**About this task**
For this exercise, transcribe all of the entries exactly.

**Data shown**
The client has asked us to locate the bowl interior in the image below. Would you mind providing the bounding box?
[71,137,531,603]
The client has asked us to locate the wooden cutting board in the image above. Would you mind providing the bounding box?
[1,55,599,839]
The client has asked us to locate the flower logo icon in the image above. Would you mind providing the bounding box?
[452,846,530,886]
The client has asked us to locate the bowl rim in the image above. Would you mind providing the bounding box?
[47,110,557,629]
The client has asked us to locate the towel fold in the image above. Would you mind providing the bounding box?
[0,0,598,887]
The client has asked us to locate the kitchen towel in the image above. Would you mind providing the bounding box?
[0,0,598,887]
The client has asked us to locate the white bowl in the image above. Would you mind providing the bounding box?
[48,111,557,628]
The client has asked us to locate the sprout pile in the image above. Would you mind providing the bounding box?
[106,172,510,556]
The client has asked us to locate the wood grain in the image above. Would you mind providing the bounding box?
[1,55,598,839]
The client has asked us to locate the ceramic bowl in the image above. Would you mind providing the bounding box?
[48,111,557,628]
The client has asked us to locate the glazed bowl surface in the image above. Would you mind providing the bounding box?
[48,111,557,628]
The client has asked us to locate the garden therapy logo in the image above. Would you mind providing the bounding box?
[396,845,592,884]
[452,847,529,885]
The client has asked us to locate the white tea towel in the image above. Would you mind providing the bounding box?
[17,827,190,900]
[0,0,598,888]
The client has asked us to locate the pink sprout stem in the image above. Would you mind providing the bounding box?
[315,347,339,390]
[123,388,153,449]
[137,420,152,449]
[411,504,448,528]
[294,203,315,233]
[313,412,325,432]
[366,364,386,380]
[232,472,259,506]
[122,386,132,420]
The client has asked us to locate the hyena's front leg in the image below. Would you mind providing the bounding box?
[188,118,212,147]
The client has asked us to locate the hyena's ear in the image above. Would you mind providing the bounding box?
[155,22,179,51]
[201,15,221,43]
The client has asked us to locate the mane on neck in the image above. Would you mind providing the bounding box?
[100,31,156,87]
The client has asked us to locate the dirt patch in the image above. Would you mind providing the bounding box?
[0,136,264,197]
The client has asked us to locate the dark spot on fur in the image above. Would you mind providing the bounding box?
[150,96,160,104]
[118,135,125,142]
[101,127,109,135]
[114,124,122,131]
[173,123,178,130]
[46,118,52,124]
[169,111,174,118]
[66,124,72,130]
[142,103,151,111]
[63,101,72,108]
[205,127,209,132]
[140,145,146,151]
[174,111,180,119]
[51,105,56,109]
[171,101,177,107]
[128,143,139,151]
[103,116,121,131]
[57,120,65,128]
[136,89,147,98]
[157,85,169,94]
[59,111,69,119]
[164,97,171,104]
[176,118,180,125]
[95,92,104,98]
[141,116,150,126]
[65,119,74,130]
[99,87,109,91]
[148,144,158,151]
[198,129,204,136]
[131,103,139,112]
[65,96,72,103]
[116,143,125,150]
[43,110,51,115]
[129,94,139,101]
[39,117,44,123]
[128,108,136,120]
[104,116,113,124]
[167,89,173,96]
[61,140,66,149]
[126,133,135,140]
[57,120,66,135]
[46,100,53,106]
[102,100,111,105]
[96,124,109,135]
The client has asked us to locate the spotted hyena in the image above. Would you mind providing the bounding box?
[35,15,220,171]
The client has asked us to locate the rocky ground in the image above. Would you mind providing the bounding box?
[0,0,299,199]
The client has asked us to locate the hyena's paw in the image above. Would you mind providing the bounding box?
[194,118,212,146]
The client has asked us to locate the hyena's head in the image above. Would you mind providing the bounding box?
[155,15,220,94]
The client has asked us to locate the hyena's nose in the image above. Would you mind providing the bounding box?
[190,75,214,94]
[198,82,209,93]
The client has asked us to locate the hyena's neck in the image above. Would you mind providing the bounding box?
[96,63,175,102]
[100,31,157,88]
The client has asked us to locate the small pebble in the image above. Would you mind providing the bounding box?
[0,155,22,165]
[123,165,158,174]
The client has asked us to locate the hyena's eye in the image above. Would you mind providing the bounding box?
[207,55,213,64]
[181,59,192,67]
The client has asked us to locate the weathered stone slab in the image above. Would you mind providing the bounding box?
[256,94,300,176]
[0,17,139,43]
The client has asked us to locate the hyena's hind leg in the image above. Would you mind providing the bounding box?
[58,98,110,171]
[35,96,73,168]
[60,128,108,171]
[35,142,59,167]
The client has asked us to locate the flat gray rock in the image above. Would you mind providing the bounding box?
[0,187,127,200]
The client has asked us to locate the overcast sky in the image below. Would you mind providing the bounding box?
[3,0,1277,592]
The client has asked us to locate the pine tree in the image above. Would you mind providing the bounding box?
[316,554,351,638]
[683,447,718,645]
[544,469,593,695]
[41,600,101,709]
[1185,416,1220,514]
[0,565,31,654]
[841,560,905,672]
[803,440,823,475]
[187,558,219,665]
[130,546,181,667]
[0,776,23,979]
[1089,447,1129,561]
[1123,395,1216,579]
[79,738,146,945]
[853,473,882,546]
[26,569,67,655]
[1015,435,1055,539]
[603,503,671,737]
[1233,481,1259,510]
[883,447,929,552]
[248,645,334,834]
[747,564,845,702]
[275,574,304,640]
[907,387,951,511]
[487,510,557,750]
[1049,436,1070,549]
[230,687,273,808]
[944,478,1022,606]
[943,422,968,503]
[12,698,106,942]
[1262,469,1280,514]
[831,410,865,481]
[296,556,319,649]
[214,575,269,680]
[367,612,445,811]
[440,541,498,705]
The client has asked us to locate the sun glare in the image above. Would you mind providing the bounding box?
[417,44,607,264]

**Reply to the exercise**
The client has asked us to locate the bowl interior in the image below. Would you mind providing the bounding box?
[71,137,531,603]
The client has asked us to locate the wooden cutting board in the image above. Would you mind providing the bounding box?
[1,55,599,839]
The client has asked us to locate the flower logo icon in the image above. Would you mind providing the bounding box?
[452,846,530,886]
The client has asked us to locate the bowl rim in the image above. Would you mind providing the bounding box?
[47,110,557,629]
The client has asked us to locate the towel fold in the image above. Would you mind providing the bounding box?
[0,0,598,887]
The client has asked us to locate the kitchen towel in the image above. Would you mind providing the bounding box?
[0,0,598,887]
The client has asked us to locate the white bowl in the image above. Would you mind providing the bounding box?
[48,111,557,628]
The client has asked us to locate the sprout pile in the image above. Would you mind providing the bounding box?
[106,172,510,556]
The client has asked us to locate the wood grain in the image above. Would you mind providing the bounding box?
[1,55,598,839]
The client has asked us to locate the ceramic bowl in the image above. Would you mind providing the bounding box?
[48,111,557,628]
The client has asked us to locate the glazed bowl surface in the image above. Would you mind providing the bounding box?
[48,111,557,628]
The client has asked us to locate the garden therapy logo in the image above. Would you mind providing the bounding box?
[396,845,592,884]
[452,847,529,885]
The client has asked us to locate the white tea towel in the image above. Would you mind providing the bounding box?
[17,827,190,900]
[0,0,598,888]
The client has asked us to locate the pink sprout stem in the image above. Would you mind providing the bounding box?
[315,347,339,390]
[123,388,153,449]
[137,420,152,449]
[411,504,448,528]
[294,203,315,233]
[313,412,325,432]
[366,364,386,380]
[232,472,259,506]
[122,386,132,420]
The client has asked us to locate the hyena's front leg in the image below. Would you mind providing the bounding box?
[188,118,212,147]
The client has asked us to locate the hyena's ear in the image above. Would you mind providing the bounding box?
[155,22,179,51]
[201,15,221,43]
The client has asked us to locate the mane on neck in the image above. Would you mind providing the bounding box?
[100,31,156,87]
The client has asked us to locate the dirt patch in the image above. Would you mind providing the bounding box?
[0,136,264,197]
The client has asked us to locate the dark spot on fur in the image above. Would you mind providing the bounding box?
[150,96,160,104]
[118,135,125,142]
[101,127,109,135]
[114,124,122,131]
[173,123,178,130]
[46,118,52,124]
[169,111,174,118]
[66,124,72,130]
[142,103,151,111]
[63,101,72,108]
[205,127,209,132]
[140,145,146,151]
[174,111,180,119]
[51,105,56,109]
[171,101,177,107]
[128,143,139,151]
[103,116,121,131]
[57,120,65,128]
[136,89,147,98]
[157,85,169,94]
[59,111,69,119]
[164,97,171,104]
[176,118,180,125]
[95,92,104,98]
[141,116,150,126]
[65,119,74,130]
[99,87,109,91]
[148,144,158,151]
[198,129,204,136]
[131,103,139,112]
[65,96,72,103]
[116,143,125,150]
[43,110,51,115]
[129,94,139,101]
[39,117,44,123]
[128,108,136,120]
[104,116,113,124]
[167,89,173,96]
[61,140,66,149]
[126,133,135,140]
[57,120,66,135]
[46,100,53,106]
[102,100,111,105]
[96,124,109,135]
The client has asked us to locate the spotted hyena in the image above. Would you mind providing the bounding box?
[35,15,220,171]
The client has asked us to locate the rocky ground in the image above. Would you mind providing the bounding box?
[0,0,299,199]
The client has asked us to locate the hyena's paw in the image above. Would you mind providing the bounding box?
[194,118,212,146]
The client has asked us to locate the hyena's head in the image above. Would you mind providing the bounding box?
[155,15,220,94]
The client has asked us to locate the hyena's nose in the image above. Would you mind providing the bounding box?
[190,75,214,94]
[198,82,209,93]
The client has asked us to locate the hyena's neck in the image above. Would you mind providing the bounding box?
[96,63,175,102]
[100,31,157,88]
The client has asked us to locate the small pebble in the image above. Would you mind providing the bounding box?
[0,155,22,165]
[123,165,158,174]
The client has asked us to locate the hyena's eye in the image above. Would you mind providing the bounding box?
[207,55,213,64]
[181,59,192,67]
The client has asked us to locate the weathered stone slab in the image above. Would you mind providing the bounding box?
[256,94,300,176]
[0,17,139,43]
The client has asked us to locate the hyena's hind leg in the image above. Would you mind providing the bounding box?
[58,98,110,171]
[35,96,73,168]
[60,128,108,171]
[35,142,59,167]
The client has asked us to locate the flat gray rock in the image above. Would you mind providing the bounding box?
[0,187,127,200]
The client has asked us to locate the overcast sky in the image below. Would you mind providing the bounding box?
[3,0,1277,592]
The client has asked us to locate the pine tree in the image above. Would you mind providing the bounding box?
[316,554,351,638]
[683,447,718,645]
[544,469,593,695]
[41,600,101,709]
[1185,416,1220,514]
[0,565,31,654]
[841,560,905,672]
[803,440,823,475]
[187,558,219,665]
[130,546,181,667]
[0,776,23,979]
[1089,447,1129,561]
[1123,395,1216,579]
[79,738,146,945]
[853,473,882,546]
[26,569,67,655]
[1015,435,1055,539]
[603,503,671,737]
[1233,481,1259,510]
[883,447,929,552]
[248,645,334,834]
[747,564,845,702]
[275,574,304,640]
[907,387,951,511]
[487,510,557,750]
[1049,436,1070,549]
[230,687,273,808]
[944,478,1022,606]
[943,422,968,503]
[12,698,106,942]
[1262,469,1280,514]
[831,410,865,481]
[296,556,319,649]
[214,575,269,680]
[367,612,445,811]
[440,541,498,705]
The client has asked us to locate the sun glare in the image above. Would you mind providing the bounding box?
[417,44,607,264]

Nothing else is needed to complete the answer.